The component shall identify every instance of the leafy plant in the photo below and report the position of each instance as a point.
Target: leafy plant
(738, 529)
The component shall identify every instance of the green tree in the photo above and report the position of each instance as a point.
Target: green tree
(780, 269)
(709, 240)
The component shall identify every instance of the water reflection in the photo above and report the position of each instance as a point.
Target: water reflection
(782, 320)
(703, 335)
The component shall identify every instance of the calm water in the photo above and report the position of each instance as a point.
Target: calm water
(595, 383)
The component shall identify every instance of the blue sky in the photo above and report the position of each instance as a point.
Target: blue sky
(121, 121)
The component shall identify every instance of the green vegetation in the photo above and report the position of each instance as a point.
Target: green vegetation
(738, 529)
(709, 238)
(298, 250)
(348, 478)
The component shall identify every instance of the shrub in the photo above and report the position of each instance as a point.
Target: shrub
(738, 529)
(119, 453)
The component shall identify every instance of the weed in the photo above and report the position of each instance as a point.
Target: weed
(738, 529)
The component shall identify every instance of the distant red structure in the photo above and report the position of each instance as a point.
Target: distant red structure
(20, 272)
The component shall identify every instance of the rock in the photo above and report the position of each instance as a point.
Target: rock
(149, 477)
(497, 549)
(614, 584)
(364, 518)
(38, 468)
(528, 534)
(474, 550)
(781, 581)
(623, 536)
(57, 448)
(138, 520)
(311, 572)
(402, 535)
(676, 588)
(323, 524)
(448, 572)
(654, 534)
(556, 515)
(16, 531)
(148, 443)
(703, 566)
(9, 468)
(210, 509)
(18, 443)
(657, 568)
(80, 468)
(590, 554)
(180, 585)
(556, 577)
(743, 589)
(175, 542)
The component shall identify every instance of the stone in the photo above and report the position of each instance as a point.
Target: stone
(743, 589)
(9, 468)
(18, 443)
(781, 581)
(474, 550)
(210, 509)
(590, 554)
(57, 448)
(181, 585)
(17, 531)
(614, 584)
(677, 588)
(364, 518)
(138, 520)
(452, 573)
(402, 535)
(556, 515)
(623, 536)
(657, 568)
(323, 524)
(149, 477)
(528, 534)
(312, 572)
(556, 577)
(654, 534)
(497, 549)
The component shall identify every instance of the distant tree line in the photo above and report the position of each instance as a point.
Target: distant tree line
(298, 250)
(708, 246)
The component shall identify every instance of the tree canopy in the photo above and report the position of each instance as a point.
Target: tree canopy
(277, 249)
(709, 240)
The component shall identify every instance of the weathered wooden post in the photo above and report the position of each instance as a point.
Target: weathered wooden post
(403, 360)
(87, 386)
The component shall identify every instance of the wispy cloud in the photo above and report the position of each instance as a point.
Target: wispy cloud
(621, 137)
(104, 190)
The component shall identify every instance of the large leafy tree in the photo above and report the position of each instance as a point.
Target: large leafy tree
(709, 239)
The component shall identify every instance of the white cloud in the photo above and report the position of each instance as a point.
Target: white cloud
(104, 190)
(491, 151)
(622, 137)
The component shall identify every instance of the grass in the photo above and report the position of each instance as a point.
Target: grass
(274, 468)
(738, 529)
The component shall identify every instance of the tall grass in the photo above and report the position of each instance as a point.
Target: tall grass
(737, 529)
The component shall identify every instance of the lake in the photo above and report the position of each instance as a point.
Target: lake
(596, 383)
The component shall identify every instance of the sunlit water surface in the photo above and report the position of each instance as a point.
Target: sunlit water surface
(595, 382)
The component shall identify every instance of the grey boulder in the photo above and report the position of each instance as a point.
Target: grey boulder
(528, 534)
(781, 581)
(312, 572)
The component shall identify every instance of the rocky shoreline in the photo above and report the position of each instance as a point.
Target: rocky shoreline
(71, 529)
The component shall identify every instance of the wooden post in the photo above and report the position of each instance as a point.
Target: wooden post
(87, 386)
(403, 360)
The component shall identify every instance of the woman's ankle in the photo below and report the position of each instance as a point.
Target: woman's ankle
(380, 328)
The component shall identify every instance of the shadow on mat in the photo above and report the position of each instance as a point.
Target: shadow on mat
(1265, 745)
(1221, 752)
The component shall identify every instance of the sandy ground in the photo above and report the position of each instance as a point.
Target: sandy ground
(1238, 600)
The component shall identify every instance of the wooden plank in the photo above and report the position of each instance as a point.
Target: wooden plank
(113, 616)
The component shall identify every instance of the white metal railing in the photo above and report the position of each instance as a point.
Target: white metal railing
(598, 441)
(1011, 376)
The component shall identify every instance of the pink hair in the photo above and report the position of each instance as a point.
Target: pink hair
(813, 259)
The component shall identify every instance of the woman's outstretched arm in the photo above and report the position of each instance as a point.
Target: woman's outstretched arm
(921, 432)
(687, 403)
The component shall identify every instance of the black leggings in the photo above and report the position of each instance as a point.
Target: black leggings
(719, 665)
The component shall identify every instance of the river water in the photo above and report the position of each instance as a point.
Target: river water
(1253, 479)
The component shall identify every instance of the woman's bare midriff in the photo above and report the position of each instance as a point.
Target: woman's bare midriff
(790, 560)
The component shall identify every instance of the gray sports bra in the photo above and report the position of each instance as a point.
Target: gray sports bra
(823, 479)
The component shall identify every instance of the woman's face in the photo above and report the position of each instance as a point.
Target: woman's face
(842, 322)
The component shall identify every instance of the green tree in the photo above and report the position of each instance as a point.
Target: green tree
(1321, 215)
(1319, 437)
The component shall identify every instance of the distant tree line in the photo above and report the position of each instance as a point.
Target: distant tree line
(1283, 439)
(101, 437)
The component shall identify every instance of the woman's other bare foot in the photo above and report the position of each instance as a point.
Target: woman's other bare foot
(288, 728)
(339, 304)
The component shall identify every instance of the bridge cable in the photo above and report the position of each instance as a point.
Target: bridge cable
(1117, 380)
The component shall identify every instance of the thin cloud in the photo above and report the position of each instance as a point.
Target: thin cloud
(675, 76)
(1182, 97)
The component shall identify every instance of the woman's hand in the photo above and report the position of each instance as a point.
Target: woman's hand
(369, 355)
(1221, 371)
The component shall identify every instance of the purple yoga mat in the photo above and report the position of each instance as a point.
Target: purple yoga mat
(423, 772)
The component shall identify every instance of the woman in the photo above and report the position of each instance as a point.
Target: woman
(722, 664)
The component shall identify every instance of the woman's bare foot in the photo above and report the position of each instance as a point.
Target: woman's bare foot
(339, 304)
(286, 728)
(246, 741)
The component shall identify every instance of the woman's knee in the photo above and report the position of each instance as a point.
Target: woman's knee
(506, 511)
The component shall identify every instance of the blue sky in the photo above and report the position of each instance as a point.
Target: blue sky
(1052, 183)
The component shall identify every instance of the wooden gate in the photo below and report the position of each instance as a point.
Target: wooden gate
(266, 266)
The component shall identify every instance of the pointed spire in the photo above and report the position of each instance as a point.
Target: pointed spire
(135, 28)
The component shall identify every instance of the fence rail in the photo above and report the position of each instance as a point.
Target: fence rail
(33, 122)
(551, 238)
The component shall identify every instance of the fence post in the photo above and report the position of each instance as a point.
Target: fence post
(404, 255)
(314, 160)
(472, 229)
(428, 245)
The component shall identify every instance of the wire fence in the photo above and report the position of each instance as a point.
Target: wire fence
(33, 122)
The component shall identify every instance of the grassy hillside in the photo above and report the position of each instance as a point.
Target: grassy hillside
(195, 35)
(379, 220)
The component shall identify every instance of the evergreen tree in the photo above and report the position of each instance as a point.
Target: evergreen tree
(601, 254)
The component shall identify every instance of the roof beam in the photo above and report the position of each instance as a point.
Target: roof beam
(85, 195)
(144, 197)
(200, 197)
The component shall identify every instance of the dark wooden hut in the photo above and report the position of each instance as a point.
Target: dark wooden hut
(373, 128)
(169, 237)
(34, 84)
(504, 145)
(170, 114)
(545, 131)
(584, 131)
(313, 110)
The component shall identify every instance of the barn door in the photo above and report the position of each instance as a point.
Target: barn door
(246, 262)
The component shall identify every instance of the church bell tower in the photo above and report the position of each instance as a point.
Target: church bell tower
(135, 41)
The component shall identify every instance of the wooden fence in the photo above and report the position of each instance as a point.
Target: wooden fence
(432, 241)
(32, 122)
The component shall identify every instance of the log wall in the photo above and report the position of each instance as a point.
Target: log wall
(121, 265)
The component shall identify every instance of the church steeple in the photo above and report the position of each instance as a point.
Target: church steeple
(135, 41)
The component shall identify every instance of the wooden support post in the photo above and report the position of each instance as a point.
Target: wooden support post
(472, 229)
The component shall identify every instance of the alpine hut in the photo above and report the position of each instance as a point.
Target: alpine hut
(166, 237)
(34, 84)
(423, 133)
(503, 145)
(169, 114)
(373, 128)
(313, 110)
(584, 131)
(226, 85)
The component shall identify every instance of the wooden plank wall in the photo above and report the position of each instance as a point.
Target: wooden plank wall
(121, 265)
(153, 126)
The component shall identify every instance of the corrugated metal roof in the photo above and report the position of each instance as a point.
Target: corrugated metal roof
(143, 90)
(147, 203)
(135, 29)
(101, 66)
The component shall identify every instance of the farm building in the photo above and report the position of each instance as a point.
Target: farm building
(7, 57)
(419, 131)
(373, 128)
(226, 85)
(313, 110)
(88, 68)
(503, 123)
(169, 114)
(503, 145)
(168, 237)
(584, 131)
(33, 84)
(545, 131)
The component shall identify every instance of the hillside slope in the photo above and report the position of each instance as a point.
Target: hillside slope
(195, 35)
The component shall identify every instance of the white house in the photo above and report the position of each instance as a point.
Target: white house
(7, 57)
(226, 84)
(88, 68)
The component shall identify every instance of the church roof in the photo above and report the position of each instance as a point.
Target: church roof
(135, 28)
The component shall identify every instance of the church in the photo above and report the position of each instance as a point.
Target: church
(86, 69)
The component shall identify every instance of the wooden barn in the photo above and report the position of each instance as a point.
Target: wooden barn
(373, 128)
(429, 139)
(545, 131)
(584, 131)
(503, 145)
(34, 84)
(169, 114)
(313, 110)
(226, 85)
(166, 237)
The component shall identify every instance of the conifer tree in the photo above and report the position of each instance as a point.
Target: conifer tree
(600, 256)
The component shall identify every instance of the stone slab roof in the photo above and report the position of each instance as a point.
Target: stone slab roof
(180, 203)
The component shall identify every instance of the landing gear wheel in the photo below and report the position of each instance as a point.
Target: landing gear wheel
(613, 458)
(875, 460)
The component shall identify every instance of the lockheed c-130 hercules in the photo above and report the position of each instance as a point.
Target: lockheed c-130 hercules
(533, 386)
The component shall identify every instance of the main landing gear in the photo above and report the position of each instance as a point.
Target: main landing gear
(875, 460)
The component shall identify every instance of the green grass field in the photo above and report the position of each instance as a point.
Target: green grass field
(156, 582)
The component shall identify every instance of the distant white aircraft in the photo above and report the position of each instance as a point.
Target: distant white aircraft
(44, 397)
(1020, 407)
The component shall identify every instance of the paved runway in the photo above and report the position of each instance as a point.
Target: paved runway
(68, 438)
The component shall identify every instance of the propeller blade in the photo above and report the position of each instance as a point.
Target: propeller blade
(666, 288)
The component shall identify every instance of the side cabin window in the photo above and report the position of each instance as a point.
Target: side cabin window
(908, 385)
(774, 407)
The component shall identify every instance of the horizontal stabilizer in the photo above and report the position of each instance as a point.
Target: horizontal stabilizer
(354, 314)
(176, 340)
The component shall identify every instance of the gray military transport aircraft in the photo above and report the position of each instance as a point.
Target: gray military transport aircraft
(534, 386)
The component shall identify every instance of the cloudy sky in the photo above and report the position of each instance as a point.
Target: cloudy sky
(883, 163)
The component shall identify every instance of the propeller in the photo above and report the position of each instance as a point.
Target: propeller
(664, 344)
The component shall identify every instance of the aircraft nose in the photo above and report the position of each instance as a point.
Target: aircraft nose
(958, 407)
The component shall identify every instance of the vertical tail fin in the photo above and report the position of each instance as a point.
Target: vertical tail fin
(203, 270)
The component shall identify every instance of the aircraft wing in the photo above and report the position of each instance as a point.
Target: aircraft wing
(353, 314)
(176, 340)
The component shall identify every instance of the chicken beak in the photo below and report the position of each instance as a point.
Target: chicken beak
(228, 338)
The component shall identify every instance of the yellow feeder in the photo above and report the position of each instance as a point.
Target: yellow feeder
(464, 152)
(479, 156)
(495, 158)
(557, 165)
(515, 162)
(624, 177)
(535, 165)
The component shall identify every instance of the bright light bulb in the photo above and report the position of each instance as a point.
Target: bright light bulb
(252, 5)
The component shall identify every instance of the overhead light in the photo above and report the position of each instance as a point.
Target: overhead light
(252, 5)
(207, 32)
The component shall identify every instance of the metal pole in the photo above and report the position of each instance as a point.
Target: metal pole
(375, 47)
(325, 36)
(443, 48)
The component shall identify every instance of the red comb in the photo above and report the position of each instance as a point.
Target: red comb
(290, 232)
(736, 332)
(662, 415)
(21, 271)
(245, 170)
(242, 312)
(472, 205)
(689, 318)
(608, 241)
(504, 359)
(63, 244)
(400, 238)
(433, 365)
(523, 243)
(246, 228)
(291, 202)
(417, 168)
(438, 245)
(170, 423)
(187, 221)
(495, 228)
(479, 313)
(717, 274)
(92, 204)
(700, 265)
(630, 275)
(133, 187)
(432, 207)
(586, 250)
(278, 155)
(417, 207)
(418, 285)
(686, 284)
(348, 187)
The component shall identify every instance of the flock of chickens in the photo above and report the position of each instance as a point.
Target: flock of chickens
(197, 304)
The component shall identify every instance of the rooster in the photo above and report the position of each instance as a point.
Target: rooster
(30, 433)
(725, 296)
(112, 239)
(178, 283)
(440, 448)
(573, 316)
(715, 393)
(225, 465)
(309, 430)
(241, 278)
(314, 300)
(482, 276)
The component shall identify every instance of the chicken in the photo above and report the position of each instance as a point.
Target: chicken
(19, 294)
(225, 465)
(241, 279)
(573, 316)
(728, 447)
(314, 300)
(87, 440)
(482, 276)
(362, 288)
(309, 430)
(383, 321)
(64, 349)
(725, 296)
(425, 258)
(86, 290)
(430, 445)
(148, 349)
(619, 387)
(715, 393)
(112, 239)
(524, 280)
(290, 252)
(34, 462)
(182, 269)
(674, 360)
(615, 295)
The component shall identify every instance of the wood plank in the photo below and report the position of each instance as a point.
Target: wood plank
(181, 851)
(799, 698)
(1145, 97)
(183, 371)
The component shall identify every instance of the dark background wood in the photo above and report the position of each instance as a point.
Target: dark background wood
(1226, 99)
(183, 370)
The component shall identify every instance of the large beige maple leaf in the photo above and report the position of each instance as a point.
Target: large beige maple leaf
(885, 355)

*Exercise description:*
Convert the records from the line with "The component shall identify every instance of the woman's hand" to the line with "(1052, 183)" into a Markdown table with the columns Row and Line. Number each line in order and omit any blank lines.

*Output for this task:*
| Row | Line |
|---|---|
| 1 | The component shall identify every instance of the woman's hand in the photo above and report the position of each instance as a point. |
| 2 | Target: woman's hand |
| 3 | (369, 355) |
| 4 | (1221, 371) |
| 5 | The component shall identify every instance of the purple yoga mat in the photo above and report the position of each instance as a point. |
| 6 | Target: purple yoga mat |
| 7 | (423, 772) |
| 8 | The component shall identify every instance of the woman in the photo above and report the position of each instance as a point. |
| 9 | Target: woman |
| 10 | (722, 664) |
| 11 | The component shall identify every instance of the woman's bare foot in the photo above and report the position of each instance as a point. |
| 12 | Target: woman's bare foot |
| 13 | (339, 304) |
| 14 | (286, 728) |
| 15 | (246, 741) |
| 16 | The component shall identify every instance of the woman's knee in the photo above and report the position of each instance as a point. |
| 17 | Target: woman's knee |
| 18 | (506, 511) |
| 19 | The component shall identify every instance of the blue sky in the photo above and report the position of each instance as a point. |
| 20 | Target: blue sky |
| 21 | (1052, 183) |